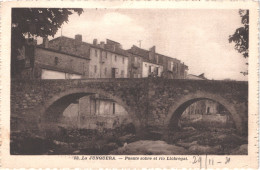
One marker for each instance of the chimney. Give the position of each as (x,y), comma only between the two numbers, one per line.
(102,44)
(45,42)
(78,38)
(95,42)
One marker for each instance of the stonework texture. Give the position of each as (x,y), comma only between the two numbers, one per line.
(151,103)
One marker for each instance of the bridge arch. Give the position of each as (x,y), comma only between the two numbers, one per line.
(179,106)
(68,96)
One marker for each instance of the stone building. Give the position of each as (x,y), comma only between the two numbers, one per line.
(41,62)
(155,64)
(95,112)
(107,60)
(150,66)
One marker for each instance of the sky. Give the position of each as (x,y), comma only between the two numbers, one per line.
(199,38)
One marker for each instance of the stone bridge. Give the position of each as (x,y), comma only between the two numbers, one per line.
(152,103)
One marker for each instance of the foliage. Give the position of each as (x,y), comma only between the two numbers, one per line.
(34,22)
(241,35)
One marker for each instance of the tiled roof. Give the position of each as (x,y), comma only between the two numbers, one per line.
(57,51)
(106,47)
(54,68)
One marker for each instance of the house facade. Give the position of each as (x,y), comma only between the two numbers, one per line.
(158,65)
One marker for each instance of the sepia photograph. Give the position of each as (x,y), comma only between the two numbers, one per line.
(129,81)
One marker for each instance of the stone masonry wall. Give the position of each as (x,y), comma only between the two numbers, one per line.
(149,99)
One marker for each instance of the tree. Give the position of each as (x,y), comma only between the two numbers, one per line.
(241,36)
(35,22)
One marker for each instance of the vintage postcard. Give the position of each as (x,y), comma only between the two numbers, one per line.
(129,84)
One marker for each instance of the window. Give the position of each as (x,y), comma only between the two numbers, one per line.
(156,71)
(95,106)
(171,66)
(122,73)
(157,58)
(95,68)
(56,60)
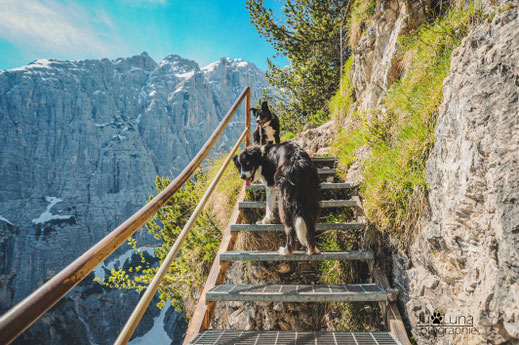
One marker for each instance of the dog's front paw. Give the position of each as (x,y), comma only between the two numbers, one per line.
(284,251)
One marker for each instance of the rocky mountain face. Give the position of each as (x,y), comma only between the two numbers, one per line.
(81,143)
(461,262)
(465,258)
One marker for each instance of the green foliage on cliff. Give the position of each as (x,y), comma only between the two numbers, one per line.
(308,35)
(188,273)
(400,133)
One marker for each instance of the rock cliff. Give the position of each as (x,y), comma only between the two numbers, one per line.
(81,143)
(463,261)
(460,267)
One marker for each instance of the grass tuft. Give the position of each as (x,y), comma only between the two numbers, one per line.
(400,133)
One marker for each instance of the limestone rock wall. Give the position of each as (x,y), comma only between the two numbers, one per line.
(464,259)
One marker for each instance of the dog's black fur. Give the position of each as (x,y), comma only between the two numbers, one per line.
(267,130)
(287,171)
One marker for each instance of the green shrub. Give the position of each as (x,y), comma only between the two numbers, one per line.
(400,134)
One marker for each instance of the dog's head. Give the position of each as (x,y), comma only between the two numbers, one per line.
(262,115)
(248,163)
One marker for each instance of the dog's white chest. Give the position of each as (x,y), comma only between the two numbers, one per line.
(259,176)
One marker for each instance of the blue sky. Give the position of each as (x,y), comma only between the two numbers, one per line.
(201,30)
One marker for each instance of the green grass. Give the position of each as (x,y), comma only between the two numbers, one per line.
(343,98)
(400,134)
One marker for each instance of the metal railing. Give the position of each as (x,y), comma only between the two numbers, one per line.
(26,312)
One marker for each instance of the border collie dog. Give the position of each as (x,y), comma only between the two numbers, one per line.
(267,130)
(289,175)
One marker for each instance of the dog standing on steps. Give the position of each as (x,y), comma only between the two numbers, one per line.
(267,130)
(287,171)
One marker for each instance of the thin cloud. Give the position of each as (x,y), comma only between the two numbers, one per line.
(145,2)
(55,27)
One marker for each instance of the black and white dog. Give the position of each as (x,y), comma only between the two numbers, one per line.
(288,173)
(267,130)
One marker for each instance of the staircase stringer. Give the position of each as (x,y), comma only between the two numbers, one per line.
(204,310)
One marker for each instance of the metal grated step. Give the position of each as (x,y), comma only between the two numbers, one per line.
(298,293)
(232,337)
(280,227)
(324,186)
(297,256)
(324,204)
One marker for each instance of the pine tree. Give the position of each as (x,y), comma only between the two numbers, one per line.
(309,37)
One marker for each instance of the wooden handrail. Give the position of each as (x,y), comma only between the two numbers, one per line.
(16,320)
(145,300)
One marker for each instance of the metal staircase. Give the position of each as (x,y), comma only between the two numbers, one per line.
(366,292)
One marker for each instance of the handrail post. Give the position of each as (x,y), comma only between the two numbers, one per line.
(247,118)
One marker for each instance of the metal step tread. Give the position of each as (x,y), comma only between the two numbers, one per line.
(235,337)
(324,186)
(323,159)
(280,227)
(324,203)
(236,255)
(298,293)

--

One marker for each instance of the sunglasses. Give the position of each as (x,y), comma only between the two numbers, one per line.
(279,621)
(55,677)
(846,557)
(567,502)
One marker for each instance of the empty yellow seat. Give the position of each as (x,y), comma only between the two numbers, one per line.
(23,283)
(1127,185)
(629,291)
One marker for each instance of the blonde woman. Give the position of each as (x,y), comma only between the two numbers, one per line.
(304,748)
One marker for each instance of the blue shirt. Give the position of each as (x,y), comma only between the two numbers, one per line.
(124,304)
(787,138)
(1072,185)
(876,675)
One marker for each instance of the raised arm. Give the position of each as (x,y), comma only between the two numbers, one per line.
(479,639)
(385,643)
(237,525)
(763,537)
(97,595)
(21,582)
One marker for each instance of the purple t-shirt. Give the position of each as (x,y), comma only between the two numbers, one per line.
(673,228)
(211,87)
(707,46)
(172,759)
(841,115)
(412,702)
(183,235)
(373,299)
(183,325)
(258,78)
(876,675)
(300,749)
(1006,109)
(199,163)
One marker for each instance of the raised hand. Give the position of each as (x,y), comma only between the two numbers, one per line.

* * *

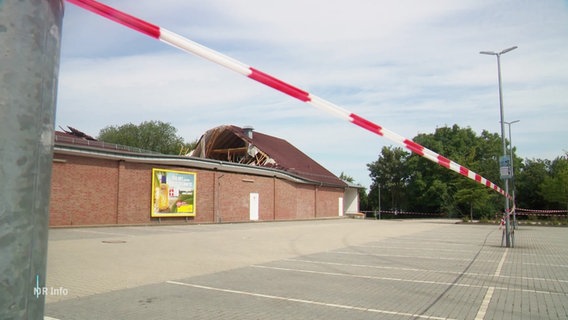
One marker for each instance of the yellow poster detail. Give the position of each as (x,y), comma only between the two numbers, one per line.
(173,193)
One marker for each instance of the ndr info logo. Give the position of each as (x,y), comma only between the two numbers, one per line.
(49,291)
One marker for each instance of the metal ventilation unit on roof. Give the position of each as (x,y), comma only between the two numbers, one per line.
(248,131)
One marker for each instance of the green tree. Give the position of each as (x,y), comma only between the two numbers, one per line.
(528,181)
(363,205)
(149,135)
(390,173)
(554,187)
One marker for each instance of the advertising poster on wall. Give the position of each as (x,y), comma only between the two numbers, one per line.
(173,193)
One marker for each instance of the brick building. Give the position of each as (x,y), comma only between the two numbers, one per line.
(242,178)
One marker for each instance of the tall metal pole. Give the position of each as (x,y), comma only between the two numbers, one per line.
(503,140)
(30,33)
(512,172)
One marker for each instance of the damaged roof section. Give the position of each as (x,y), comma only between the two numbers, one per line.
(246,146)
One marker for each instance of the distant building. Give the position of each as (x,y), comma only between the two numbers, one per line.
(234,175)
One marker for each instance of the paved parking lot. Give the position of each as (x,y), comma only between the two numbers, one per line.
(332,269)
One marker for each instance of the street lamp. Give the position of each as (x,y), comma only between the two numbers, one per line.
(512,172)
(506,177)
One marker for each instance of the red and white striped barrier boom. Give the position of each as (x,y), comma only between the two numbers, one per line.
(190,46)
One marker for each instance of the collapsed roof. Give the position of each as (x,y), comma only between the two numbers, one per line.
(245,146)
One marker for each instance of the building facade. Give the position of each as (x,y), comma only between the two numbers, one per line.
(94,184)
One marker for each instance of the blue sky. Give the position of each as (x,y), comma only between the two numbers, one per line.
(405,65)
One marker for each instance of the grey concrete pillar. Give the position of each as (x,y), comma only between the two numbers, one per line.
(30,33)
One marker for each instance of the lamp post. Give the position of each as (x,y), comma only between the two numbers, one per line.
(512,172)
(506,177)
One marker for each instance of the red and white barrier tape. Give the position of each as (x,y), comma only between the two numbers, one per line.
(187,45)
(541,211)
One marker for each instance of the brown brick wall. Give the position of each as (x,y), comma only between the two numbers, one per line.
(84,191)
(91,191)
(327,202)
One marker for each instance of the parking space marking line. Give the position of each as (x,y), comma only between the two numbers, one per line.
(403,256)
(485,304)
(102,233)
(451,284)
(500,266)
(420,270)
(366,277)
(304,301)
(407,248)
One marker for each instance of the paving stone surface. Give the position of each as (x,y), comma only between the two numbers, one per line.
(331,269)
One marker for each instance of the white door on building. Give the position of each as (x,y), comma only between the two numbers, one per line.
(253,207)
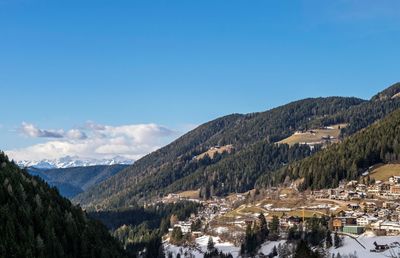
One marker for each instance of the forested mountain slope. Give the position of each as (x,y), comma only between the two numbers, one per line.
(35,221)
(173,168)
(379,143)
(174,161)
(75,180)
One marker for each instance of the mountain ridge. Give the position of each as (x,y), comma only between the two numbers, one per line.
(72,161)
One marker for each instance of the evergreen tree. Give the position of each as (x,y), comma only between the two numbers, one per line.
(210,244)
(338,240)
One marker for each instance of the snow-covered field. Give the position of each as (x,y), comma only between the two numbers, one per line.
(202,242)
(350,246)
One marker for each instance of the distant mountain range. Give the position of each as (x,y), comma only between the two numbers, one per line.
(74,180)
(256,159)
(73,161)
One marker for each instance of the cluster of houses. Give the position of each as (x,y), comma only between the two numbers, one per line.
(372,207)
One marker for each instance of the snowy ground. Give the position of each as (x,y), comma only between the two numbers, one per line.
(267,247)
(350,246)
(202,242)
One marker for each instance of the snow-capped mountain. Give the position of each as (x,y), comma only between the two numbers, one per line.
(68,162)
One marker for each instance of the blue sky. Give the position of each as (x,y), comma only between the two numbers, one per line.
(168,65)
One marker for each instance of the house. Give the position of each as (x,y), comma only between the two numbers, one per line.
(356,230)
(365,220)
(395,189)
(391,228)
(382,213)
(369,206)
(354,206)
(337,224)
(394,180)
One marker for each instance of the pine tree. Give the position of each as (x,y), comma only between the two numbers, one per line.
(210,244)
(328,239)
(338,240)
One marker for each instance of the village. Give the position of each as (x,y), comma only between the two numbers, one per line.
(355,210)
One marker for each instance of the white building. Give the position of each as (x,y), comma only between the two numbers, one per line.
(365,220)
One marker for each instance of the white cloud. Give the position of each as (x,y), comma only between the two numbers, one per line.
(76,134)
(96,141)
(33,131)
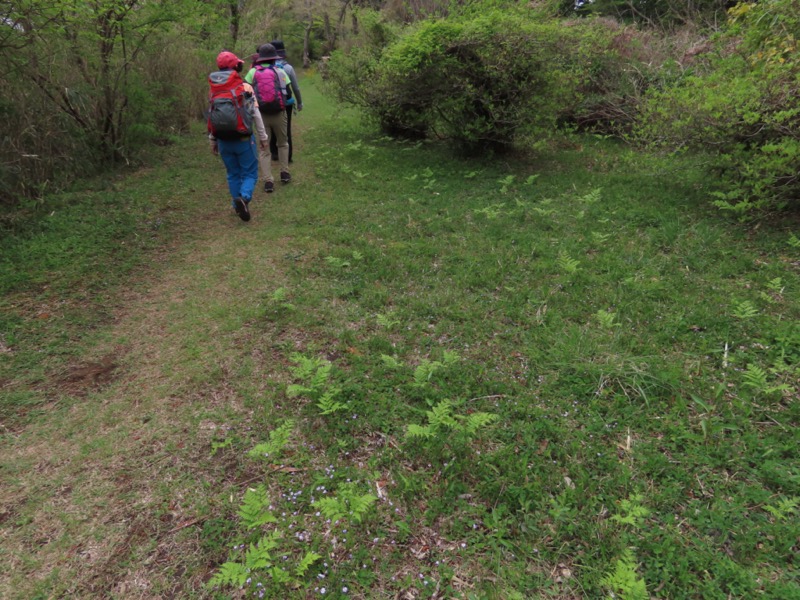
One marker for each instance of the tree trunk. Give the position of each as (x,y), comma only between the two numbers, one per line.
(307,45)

● **TO BE DONE**
Which lines in the listing above contain the word "barrier"? Copy each of them in full, treating uppercase and lowercase as different.

● **OUTPUT BELOW**
One marker for each instance of the red and white striped barrier boom. Give the position of each as (x,y), comma only between the two numbers, one per line.
One marker for each instance of the red and white barrier tape. Give the position of each as (x,y), comma only between the two numbers, one per line.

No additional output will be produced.